Start of INPUT DATA
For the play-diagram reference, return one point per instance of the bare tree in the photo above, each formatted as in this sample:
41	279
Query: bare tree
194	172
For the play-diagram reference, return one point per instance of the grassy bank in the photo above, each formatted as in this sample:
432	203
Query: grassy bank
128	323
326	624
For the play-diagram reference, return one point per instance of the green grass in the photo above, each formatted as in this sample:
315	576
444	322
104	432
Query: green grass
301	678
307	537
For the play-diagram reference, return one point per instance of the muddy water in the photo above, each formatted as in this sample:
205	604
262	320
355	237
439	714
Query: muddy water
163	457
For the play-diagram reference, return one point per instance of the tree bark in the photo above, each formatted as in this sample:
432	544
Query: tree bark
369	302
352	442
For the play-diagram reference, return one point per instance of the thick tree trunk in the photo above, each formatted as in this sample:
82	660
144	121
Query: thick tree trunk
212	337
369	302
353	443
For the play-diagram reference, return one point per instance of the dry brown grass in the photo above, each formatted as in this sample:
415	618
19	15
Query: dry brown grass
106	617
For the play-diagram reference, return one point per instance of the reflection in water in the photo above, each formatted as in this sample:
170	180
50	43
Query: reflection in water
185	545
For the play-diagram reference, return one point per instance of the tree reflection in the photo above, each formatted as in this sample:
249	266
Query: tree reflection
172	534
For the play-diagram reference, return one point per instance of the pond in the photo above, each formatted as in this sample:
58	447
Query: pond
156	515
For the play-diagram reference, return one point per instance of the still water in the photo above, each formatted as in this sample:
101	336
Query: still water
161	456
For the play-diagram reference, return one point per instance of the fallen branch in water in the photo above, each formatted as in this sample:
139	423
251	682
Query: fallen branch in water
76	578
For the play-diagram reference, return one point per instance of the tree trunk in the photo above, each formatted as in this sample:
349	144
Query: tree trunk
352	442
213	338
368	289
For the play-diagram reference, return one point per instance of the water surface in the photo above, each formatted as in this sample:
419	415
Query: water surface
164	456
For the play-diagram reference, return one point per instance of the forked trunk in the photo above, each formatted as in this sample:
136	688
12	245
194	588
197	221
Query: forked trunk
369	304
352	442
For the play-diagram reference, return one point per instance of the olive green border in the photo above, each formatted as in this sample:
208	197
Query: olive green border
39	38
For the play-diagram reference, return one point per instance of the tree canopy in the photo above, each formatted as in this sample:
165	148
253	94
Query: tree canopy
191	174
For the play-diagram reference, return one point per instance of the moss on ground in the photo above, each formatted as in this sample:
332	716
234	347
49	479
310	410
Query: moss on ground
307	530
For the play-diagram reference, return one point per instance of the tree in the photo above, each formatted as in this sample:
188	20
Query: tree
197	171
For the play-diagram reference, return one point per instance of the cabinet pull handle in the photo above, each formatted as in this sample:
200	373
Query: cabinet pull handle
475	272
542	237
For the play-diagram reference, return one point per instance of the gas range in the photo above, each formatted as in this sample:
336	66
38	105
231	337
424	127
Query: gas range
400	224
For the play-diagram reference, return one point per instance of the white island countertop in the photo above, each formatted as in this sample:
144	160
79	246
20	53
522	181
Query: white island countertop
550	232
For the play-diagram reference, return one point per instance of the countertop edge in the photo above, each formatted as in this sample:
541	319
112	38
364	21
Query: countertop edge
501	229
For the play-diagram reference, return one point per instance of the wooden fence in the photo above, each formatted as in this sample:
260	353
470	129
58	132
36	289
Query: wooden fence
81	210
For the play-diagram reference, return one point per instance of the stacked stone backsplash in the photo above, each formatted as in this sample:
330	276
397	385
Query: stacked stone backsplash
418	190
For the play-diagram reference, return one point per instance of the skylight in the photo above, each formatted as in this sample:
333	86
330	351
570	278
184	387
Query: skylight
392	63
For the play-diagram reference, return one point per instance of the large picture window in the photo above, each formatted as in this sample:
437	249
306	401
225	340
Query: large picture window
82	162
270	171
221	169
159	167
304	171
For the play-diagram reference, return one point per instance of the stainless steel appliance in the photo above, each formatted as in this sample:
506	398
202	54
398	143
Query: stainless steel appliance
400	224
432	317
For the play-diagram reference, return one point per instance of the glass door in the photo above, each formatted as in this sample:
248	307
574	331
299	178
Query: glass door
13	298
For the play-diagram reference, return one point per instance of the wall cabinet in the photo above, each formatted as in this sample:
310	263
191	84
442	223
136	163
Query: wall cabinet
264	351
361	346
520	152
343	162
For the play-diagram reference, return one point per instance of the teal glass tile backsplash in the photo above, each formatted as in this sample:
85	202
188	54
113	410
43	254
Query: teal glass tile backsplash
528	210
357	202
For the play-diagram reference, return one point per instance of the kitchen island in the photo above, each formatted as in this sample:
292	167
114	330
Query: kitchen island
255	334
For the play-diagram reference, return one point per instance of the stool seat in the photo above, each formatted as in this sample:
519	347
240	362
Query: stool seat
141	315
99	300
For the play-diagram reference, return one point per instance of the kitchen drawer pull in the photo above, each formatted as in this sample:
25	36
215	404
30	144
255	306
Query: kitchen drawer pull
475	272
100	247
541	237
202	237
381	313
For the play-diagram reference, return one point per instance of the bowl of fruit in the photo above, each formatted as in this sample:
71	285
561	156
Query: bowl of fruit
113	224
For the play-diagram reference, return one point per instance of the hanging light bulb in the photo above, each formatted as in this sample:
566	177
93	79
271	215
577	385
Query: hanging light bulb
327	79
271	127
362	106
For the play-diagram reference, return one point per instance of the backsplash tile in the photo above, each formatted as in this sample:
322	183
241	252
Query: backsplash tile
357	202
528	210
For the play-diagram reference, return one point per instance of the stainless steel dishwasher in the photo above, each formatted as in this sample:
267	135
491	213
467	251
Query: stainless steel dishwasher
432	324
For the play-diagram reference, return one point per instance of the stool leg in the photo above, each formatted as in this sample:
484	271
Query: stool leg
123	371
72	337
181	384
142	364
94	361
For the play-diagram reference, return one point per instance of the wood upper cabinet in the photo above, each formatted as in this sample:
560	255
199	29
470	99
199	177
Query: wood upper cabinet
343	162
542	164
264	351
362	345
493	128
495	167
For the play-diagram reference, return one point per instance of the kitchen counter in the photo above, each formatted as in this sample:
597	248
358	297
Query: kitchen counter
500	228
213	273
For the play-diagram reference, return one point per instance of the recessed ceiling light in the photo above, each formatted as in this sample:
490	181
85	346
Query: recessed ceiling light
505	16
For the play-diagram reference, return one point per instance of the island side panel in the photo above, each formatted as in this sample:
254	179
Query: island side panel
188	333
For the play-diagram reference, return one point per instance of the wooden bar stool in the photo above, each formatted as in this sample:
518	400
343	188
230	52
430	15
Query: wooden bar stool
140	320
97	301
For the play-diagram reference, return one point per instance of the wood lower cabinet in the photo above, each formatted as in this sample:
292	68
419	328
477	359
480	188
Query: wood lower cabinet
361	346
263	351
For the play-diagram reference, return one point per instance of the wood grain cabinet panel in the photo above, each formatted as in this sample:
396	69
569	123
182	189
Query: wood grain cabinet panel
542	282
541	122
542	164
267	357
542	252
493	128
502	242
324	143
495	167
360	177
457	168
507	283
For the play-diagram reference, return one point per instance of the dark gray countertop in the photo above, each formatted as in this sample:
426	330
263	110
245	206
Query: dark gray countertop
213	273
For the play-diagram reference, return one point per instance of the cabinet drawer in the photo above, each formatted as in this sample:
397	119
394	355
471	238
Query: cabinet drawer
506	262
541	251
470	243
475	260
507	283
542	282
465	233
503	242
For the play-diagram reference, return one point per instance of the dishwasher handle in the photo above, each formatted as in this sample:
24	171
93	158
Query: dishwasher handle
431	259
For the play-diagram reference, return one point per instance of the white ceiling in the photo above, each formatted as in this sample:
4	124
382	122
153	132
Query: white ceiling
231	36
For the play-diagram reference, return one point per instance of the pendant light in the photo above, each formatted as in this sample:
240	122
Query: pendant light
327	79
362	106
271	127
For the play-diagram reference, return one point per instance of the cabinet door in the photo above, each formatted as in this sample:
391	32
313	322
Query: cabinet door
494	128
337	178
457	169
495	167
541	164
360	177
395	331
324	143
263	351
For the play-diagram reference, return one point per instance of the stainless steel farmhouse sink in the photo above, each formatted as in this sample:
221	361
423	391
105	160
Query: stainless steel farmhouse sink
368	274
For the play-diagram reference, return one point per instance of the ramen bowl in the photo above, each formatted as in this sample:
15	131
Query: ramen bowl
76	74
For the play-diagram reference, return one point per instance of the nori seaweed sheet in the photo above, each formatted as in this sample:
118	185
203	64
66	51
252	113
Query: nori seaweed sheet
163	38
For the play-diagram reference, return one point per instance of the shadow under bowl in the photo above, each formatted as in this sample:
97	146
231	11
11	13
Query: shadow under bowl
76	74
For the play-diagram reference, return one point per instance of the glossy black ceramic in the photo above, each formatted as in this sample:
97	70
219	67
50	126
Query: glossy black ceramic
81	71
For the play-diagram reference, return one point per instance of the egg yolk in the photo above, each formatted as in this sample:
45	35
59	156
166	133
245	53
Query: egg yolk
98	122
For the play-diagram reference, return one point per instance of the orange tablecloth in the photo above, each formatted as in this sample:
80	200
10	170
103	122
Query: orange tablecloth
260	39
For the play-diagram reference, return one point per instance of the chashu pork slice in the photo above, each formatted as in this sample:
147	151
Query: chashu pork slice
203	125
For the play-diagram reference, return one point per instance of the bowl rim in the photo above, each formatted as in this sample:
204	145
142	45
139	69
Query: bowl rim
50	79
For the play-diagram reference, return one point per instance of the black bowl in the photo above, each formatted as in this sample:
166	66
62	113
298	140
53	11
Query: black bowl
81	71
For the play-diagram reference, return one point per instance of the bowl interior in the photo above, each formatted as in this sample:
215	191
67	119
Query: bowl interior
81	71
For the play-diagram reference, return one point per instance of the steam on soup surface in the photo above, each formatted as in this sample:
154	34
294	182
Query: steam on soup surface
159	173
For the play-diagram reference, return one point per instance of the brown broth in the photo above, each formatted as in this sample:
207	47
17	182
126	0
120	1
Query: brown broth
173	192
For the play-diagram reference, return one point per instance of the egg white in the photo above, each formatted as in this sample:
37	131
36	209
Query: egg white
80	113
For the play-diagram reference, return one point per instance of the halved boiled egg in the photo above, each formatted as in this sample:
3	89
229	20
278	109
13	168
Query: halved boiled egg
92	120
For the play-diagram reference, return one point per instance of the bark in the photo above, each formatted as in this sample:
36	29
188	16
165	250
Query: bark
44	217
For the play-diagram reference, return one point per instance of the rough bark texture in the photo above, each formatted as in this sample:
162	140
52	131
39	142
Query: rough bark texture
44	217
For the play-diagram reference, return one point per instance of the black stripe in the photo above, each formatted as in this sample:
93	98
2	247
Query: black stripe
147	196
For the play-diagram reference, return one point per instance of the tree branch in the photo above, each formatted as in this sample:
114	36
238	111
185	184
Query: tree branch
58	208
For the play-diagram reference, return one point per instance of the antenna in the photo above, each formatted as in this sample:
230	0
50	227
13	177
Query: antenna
End of INPUT DATA
## WORK TO DO
From the line containing "the bowl interior" down to the final line of the data, write out every line exactly; both the first and last of these belong in your answer, and nothing else does.

## THE SOLUTION
For the play-diagram reference, return one point per instance of the bowl interior in the photo above, each formatted as in this sample:
215	191
67	119
Query: bowl interior
81	71
For the play-diagram reference, return one point per instance of the steam on soup surface in the photo above, each formatted as in this sample:
154	34
294	182
Query: steam on soup surface
159	173
For the play-diagram reference, return one point per instance of the brown broth in the photo above, each formatted as in this sample:
207	47
17	182
126	0
120	1
Query: brown broth
173	192
For the play-diagram reference, return one point per instance of the egg white in the photo above, each formatted as in this sample:
37	131
36	209
Query: egg white
80	113
For the play-diagram reference, return one point per instance of the halved boiled egg in the photo above, each formatted as in this sample:
3	89
229	20
278	109
13	168
Query: halved boiled egg
92	120
For the play-diagram reference, return one point per instance of the bark in the photo above, each formatted as in this sample:
36	29
188	16
165	250
Query: bark
44	217
For the play-diagram reference, return one point per instance of the rough bark texture in the photo above, each formatted as in this sample:
162	140
52	131
39	142
Query: rough bark texture
44	217
For the play-diagram reference, return one point per instance of the black stripe in the photo above, each formatted as in this sample:
93	98
2	247
Query: black stripe
147	196
For the play-diagram reference, return one point per instance of the tree branch in the photo above, each formatted as in this sample:
114	36
238	111
185	184
Query: tree branch
58	208
For the play-diagram reference, return one point per instance of the antenna in the photo above, each formatted as in this sample:
230	0
50	227
13	177
Query: antenna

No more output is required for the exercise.